[Stored data entries]
## BEGIN

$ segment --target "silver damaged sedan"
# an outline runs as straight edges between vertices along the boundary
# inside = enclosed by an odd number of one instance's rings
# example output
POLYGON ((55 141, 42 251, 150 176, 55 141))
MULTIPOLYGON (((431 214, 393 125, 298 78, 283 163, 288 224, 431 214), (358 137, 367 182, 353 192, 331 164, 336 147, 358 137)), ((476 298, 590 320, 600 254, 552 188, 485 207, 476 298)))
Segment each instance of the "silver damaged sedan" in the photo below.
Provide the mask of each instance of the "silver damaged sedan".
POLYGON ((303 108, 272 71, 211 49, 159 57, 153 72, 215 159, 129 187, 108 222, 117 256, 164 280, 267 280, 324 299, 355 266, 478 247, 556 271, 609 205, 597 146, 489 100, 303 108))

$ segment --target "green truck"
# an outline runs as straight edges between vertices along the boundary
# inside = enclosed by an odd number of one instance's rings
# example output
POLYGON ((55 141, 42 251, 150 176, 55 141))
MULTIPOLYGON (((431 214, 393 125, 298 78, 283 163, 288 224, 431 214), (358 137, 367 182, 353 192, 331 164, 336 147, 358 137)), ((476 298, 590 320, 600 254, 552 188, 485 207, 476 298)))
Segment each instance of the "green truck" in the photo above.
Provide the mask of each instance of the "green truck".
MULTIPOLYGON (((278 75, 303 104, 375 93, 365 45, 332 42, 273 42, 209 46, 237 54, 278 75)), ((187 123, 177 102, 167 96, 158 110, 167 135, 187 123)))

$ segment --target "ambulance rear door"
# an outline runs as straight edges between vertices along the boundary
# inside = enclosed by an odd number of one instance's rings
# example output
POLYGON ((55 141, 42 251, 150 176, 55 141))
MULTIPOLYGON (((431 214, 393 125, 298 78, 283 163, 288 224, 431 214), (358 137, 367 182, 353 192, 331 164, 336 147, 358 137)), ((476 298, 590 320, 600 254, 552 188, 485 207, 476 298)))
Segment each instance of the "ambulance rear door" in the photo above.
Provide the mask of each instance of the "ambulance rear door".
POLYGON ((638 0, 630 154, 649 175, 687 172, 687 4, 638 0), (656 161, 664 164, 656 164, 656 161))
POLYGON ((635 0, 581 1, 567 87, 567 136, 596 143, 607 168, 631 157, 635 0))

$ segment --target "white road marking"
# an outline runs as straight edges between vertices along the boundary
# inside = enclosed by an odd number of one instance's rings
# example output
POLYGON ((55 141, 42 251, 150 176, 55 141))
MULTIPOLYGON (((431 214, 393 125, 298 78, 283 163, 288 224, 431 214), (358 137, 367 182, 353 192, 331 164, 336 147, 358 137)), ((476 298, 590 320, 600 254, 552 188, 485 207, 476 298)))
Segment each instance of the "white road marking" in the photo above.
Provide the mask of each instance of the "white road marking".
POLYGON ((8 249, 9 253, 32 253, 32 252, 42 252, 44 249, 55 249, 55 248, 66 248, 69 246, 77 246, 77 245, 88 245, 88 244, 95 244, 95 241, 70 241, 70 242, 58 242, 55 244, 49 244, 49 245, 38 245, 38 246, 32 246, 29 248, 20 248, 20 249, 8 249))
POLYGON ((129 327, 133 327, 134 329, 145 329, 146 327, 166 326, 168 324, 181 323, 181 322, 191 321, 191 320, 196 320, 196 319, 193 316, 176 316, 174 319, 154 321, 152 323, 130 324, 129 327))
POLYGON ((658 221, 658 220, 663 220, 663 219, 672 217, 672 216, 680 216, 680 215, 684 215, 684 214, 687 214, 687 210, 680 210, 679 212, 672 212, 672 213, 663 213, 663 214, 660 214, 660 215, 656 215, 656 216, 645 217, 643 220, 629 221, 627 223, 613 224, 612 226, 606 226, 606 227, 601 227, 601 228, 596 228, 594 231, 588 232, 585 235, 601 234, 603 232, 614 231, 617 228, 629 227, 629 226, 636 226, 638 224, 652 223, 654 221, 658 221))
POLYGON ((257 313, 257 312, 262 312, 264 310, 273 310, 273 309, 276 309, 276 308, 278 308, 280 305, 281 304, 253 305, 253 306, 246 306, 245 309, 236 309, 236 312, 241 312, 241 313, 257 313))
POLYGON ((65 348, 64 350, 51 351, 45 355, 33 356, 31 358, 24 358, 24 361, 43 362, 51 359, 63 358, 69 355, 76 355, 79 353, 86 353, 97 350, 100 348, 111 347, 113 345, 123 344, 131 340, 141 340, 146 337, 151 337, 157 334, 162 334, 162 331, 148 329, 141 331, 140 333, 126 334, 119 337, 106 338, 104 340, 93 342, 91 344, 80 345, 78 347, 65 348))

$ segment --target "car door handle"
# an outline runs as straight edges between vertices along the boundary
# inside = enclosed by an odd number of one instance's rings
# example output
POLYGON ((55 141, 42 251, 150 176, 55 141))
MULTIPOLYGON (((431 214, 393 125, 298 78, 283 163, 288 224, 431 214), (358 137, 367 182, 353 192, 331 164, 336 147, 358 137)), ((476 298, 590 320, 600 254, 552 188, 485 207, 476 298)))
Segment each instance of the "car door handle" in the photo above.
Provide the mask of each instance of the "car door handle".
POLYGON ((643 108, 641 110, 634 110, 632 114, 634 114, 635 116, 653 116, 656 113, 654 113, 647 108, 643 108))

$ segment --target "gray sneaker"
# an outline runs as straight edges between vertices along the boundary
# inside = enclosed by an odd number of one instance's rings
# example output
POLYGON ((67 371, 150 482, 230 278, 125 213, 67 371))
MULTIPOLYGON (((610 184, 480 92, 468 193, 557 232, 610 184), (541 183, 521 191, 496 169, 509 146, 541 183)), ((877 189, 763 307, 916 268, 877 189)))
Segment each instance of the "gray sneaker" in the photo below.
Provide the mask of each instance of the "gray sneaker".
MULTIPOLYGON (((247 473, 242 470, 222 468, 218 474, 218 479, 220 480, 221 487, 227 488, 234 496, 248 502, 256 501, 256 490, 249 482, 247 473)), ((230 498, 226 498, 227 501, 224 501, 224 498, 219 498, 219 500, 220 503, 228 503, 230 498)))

## END

Can you copy every line of the material above, unchanged?

$ segment --target "silver damaged sedan"
# an outline runs as straight edges between vertices along the boundary
# inside = enclosed by an odd number of one instance's rings
# example output
POLYGON ((55 141, 42 251, 150 176, 55 141))
MULTIPOLYGON (((431 214, 393 125, 298 78, 283 163, 288 224, 431 214), (358 137, 367 182, 353 192, 331 164, 336 147, 358 137)), ((476 298, 590 320, 600 254, 552 188, 485 207, 476 298)))
Segment each instance of the "silver damaged sedan" in the photo below.
Provide the mask of each instance of the "silver damaged sedan".
POLYGON ((303 108, 272 71, 211 49, 159 57, 153 72, 215 159, 129 187, 108 222, 117 256, 164 280, 267 280, 324 299, 355 266, 478 247, 556 271, 609 205, 597 146, 489 100, 303 108))

$ segment --target "green truck"
# an outline runs as straight edges between vertices along the boundary
# inside = enclosed by an odd number of one instance's rings
# example output
POLYGON ((55 141, 42 251, 150 176, 55 141))
MULTIPOLYGON (((431 214, 393 125, 298 78, 283 163, 288 224, 431 214), (358 137, 367 182, 353 192, 331 164, 336 147, 358 137)), ((476 298, 590 320, 600 254, 552 188, 485 207, 476 298)))
Segment each instance of the "green truck" in the photo above.
Provide the mask of each instance of the "green truck".
MULTIPOLYGON (((278 75, 303 104, 375 93, 365 45, 332 42, 273 42, 209 46, 237 54, 278 75)), ((187 123, 177 102, 167 96, 158 110, 167 135, 187 123)))

$ segment --target "ambulance rear door"
# an outline runs as straight edges between vertices along the boundary
# inside = enclosed by an odd number of one instance's rings
# example output
POLYGON ((55 141, 42 251, 150 176, 55 141))
MULTIPOLYGON (((431 214, 393 125, 298 78, 283 163, 288 224, 431 214), (358 137, 367 182, 353 192, 331 164, 336 147, 358 137)), ((476 298, 590 320, 600 254, 552 188, 485 207, 476 298)))
Segment each instance of the "ambulance rear door" in the photo above.
Provide the mask of each instance of the "ambulance rear door".
POLYGON ((638 0, 630 154, 649 175, 687 172, 687 4, 638 0), (656 161, 664 164, 656 164, 656 161))
POLYGON ((635 0, 581 1, 567 87, 567 136, 596 143, 607 168, 631 157, 635 0))

$ segment --target "white road marking"
# an outline runs as straight edges between vertices along the boundary
# inside = enclosed by an odd number of one instance's rings
# example output
POLYGON ((55 141, 42 251, 150 176, 55 141))
MULTIPOLYGON (((431 214, 393 125, 298 78, 283 163, 288 224, 431 214), (358 137, 367 182, 353 192, 331 164, 336 147, 358 137)), ((476 298, 590 320, 600 254, 552 188, 485 207, 476 298)))
Segment each instance of the "white road marking" in the photo above.
Provide the mask of each instance of the "white road marking".
POLYGON ((8 249, 9 253, 32 253, 32 252, 42 252, 44 249, 55 249, 55 248, 66 248, 69 246, 77 246, 77 245, 88 245, 88 244, 95 244, 95 241, 70 241, 70 242, 58 242, 55 244, 49 244, 49 245, 38 245, 38 246, 32 246, 29 248, 20 248, 20 249, 8 249))
POLYGON ((129 327, 133 327, 134 329, 145 329, 146 327, 166 326, 168 324, 181 323, 181 322, 191 321, 191 320, 196 320, 196 319, 193 316, 176 316, 174 319, 154 321, 152 323, 130 324, 129 327))
POLYGON ((658 221, 658 220, 663 220, 663 219, 672 217, 672 216, 680 216, 680 215, 684 215, 684 214, 687 214, 687 210, 680 210, 679 212, 672 212, 672 213, 663 213, 663 214, 660 214, 660 215, 656 215, 656 216, 645 217, 643 220, 629 221, 627 223, 613 224, 612 226, 606 226, 606 227, 601 227, 601 228, 596 228, 594 231, 588 232, 585 235, 601 234, 603 232, 614 231, 617 228, 629 227, 629 226, 636 226, 638 224, 652 223, 654 221, 658 221))
POLYGON ((257 313, 257 312, 262 312, 264 310, 273 310, 273 309, 276 309, 276 308, 278 308, 280 305, 281 304, 253 305, 253 306, 246 306, 245 309, 236 309, 236 312, 241 312, 241 313, 257 313))
POLYGON ((65 348, 64 350, 51 351, 45 355, 33 356, 31 358, 24 358, 24 361, 43 362, 51 359, 63 358, 69 355, 76 355, 79 353, 86 353, 97 350, 100 348, 111 347, 113 345, 123 344, 131 340, 141 340, 146 337, 151 337, 157 334, 162 334, 162 331, 148 329, 141 331, 140 333, 126 334, 119 337, 106 338, 104 340, 93 342, 91 344, 80 345, 78 347, 65 348))

$ segment --target "car door handle"
# an outline runs as straight edges between vertices along the boundary
# inside = enclosed by an odd number of one instance's rings
# example output
POLYGON ((55 141, 42 251, 150 176, 55 141))
MULTIPOLYGON (((431 214, 393 125, 298 78, 283 163, 288 224, 431 214), (358 137, 367 182, 353 192, 331 164, 336 147, 358 137)), ((476 298, 590 320, 600 254, 552 188, 485 207, 476 298)))
Segment each instance of the "car door handle" in the photo above.
Provide the mask of each instance of the "car door handle".
POLYGON ((643 108, 641 110, 634 110, 632 114, 634 114, 635 116, 653 116, 656 113, 654 113, 647 108, 643 108))

$ segment --target "gray sneaker"
# an outline runs as straight edges between vertices along the boundary
# inside = enclosed by an odd number of one instance's rings
# example output
POLYGON ((67 371, 150 482, 230 278, 125 213, 67 371))
MULTIPOLYGON (((610 184, 480 92, 468 193, 557 232, 610 184), (541 183, 521 191, 496 169, 509 146, 541 183)), ((877 189, 763 307, 916 268, 877 189)))
Segment each instance of the "gray sneaker" in the photo below.
Provide the mask of each instance of the "gray sneaker".
MULTIPOLYGON (((247 473, 242 470, 222 468, 218 474, 218 479, 220 480, 221 487, 227 488, 234 496, 248 502, 256 501, 256 490, 249 482, 247 473)), ((230 498, 226 498, 227 501, 224 501, 224 498, 219 498, 219 500, 220 503, 228 503, 230 498)))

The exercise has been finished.